» Set exercise:
Could you rewrite all the records below with "Annotate" changed to "Label" everywhere, keeping everything else unchanged and leaving out the pictures?

## BEGIN Dataset records

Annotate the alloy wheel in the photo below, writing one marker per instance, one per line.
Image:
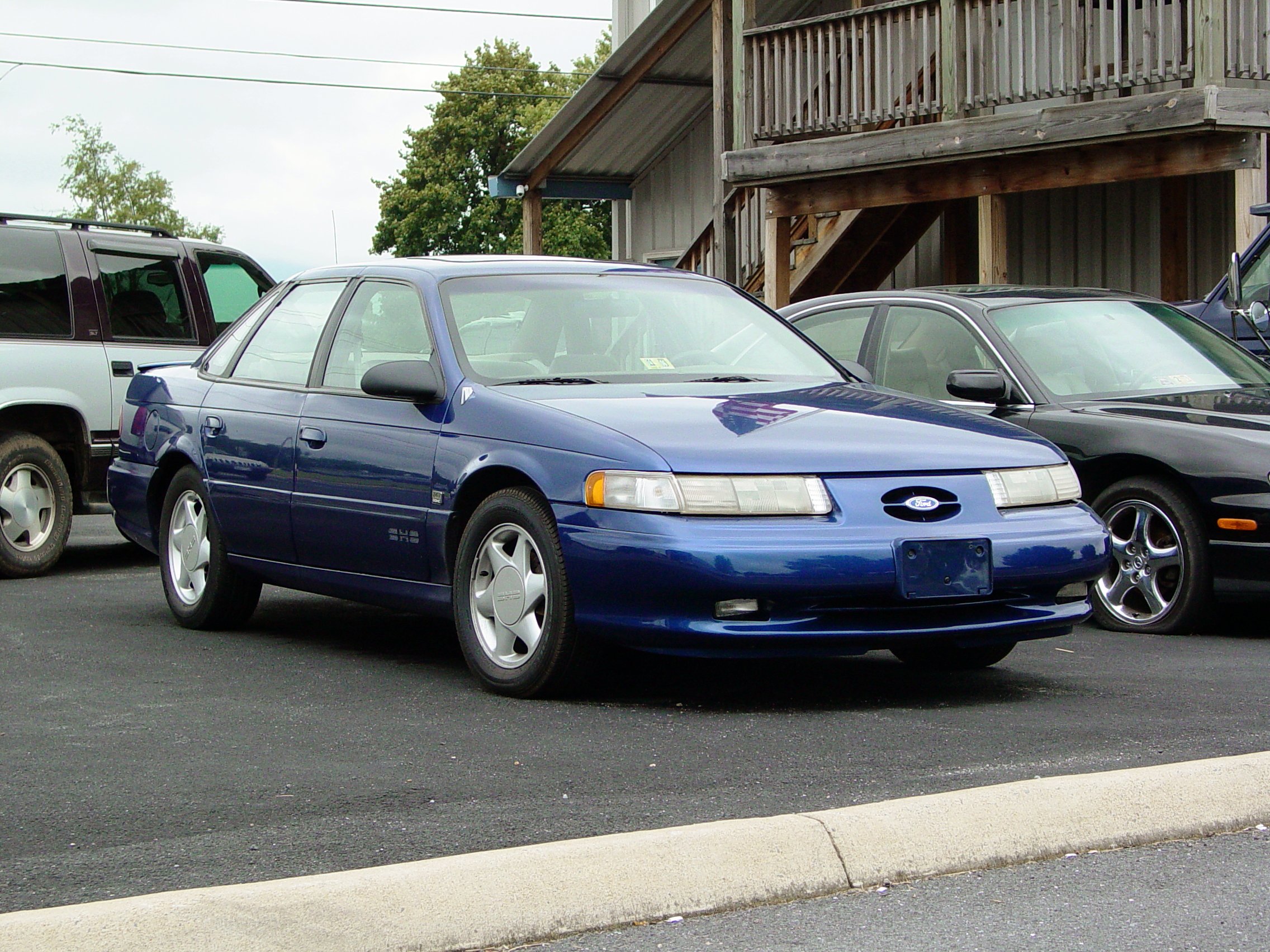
(189, 551)
(29, 507)
(1149, 565)
(508, 596)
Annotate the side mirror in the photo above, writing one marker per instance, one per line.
(1260, 315)
(979, 386)
(417, 381)
(1235, 285)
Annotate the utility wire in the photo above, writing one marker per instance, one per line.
(451, 9)
(285, 83)
(296, 56)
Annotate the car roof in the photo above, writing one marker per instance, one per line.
(442, 267)
(987, 296)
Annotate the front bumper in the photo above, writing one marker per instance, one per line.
(826, 587)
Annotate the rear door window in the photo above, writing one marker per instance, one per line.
(233, 286)
(34, 297)
(282, 349)
(144, 299)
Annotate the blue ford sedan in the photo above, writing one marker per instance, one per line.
(562, 452)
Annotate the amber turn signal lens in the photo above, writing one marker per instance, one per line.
(1240, 525)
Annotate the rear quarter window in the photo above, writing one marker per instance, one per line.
(34, 296)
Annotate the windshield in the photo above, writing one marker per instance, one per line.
(1109, 348)
(620, 328)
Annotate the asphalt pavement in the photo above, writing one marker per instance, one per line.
(1196, 897)
(136, 755)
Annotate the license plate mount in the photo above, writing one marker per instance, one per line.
(944, 568)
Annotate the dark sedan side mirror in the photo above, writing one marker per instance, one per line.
(979, 386)
(417, 381)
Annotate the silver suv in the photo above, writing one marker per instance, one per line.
(83, 306)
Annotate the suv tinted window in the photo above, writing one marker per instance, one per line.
(282, 349)
(231, 286)
(144, 299)
(34, 300)
(384, 321)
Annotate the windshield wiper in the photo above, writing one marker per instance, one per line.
(548, 380)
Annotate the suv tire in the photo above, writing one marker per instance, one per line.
(203, 589)
(35, 506)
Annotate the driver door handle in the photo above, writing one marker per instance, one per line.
(314, 437)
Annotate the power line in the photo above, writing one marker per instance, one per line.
(285, 83)
(296, 56)
(450, 9)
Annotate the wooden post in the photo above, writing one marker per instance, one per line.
(1250, 189)
(992, 240)
(722, 44)
(1210, 42)
(776, 262)
(531, 221)
(1175, 237)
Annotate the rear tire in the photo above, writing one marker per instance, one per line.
(950, 658)
(512, 604)
(203, 589)
(36, 504)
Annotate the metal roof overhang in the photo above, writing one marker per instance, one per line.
(639, 127)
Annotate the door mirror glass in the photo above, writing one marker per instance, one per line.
(1235, 287)
(979, 386)
(417, 381)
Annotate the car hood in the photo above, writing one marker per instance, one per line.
(1246, 409)
(826, 430)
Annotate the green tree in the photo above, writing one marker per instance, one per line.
(107, 187)
(440, 201)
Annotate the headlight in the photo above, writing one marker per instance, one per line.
(709, 496)
(1040, 485)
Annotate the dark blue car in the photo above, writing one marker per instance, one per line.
(564, 452)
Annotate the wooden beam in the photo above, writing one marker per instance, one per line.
(610, 101)
(776, 262)
(1175, 113)
(1175, 237)
(992, 240)
(1250, 189)
(722, 53)
(531, 221)
(1093, 165)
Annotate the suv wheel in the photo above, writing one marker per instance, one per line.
(203, 589)
(35, 506)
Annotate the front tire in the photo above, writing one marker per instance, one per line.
(1160, 579)
(35, 506)
(203, 589)
(950, 658)
(511, 596)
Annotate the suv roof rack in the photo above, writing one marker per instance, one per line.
(83, 224)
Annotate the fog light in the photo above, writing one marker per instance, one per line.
(737, 608)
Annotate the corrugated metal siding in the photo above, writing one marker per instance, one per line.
(672, 201)
(1109, 235)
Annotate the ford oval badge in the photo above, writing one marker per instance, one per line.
(922, 504)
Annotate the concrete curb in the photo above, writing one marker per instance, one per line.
(534, 893)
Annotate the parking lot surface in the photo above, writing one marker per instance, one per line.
(1201, 897)
(136, 755)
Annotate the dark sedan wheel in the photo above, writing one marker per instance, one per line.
(35, 506)
(950, 658)
(511, 597)
(1159, 580)
(203, 589)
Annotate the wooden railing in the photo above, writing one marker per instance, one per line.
(1248, 40)
(831, 74)
(899, 63)
(1023, 50)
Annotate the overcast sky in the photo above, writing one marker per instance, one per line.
(266, 163)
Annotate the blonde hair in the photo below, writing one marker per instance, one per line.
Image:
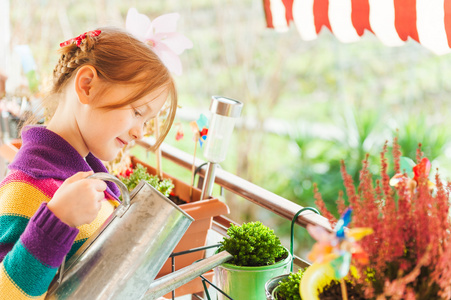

## END Dataset records

» Correct output:
Label the alloy wheel in the photo below, writing one marker per instance, one per line.
Image:
(189, 551)
(29, 507)
(1149, 565)
(508, 596)
Label the side mirror in the photo above, writing one marker per instance, one per line.
(1260, 315)
(979, 386)
(417, 381)
(1235, 285)
Label the utility wire in the photo above, writing one marker per instance, one per line.
(451, 9)
(285, 83)
(296, 56)
Label the car roof in the photo above, writing one marker per instance, one per line.
(442, 267)
(987, 296)
Label the front bumper in the photo above, writing one marker per instance, one per line.
(826, 587)
Label the rear door window in the photo above, writing one marker per instance, one per line.
(233, 286)
(34, 297)
(282, 349)
(144, 299)
Label the blue ford sedan in the photo above, writing one marker per instance, one per line.
(562, 452)
Label the amber turn signal lens in the photo above, writing one marker per instance, one per line.
(1240, 525)
Label the rear quarter window in the photo above, writing one marker per instance, one per line.
(34, 296)
Label the windshield in the photo above, writing one marker per instance, one per line.
(1109, 348)
(620, 328)
Label the asphalt pavement in the photo above, writing one marker per instance, one per line.
(1196, 897)
(136, 755)
Label the license plate mount in the photo above, writing one marker per instance, one per line.
(944, 568)
Label the dark sedan side mirror in the photo above, writing one marker per instance, one per line.
(979, 386)
(417, 381)
Label the silver suv in the photo above, writing one marker per instance, one per line.
(83, 306)
Label the suv tinted window in the photo above, writing one marker per instance, one per line.
(282, 349)
(231, 286)
(144, 299)
(34, 300)
(384, 321)
Label the windshield wiper in the photo above, writing one marker per instance, one per line.
(548, 380)
Label the suv tire in the photo above, writing one marker per instance, one per line.
(203, 589)
(35, 506)
Label the driver door handle in the photo above, writing one marker per instance, one per line.
(314, 437)
Label the power line in the photo above, writing one marker per instance, one per line.
(285, 83)
(296, 56)
(450, 9)
Label the wooden post in the photo above, writing one marker per instance, one per line.
(1250, 189)
(992, 240)
(722, 44)
(1210, 42)
(776, 262)
(531, 221)
(1175, 237)
Label the rear tire in the photo above, writing one marker per instance, one per line.
(950, 658)
(512, 604)
(203, 589)
(36, 504)
Label the metal roof overhang in the photo above, writing one marker per instance, one per line.
(639, 127)
Label the door mirror glass in the photo above, writing one marker per instance, one per line.
(1235, 287)
(979, 386)
(417, 381)
Label the car hood in the photo above, writing one marker per instance, one per line.
(1246, 409)
(826, 430)
Label the green tree in the photo above, writing one marker per instance, one per line.
(107, 187)
(440, 201)
Label the headlight in the photo above, writing one marker per instance, one per line.
(709, 496)
(1040, 485)
Label the dark blue car in the photo above, writing one marker per instance, one per line.
(564, 452)
Label the wooden beam in the photo above, writing one marker per instance, one per line.
(610, 101)
(776, 262)
(1175, 113)
(1175, 237)
(992, 240)
(1250, 189)
(722, 53)
(531, 221)
(1093, 165)
Label the suv wheel in the photo above, writing one marker per instance, one per line.
(203, 589)
(35, 506)
Label the front tire in the photo above, writing one marker per instance, one per line.
(1160, 579)
(35, 506)
(203, 589)
(950, 658)
(511, 596)
Label the suv roof rack in the photo above, writing one marker per instance, one per line.
(83, 224)
Label the fog light in the photo above, writing one marker per instance, one per line.
(737, 608)
Label the corrugated metal siding in the photo above, writing one marker per instance, one per line.
(672, 201)
(1109, 235)
Label the ford oval badge in the photo above, writing one marker per instance, one per line.
(922, 504)
Label the concrete curb in the photo above, writing one marker per instance, one per line.
(534, 893)
Label the parking lot surface in the photo above, writing one marker per instance, one per line.
(1201, 897)
(136, 755)
Label the dark sedan wheel in the photo above, writing one marker per instance, one per line.
(35, 506)
(950, 658)
(511, 597)
(1159, 580)
(203, 589)
Label the wooden railing in the photo above, writing one marker per instance, one per line.
(1248, 40)
(831, 74)
(899, 63)
(1023, 50)
Label the overcast sky in the photo above, writing one marker per instance, one per line.
(266, 163)
Label the blonde hair in the photo below, writing one marker per instance, one per line.
Image:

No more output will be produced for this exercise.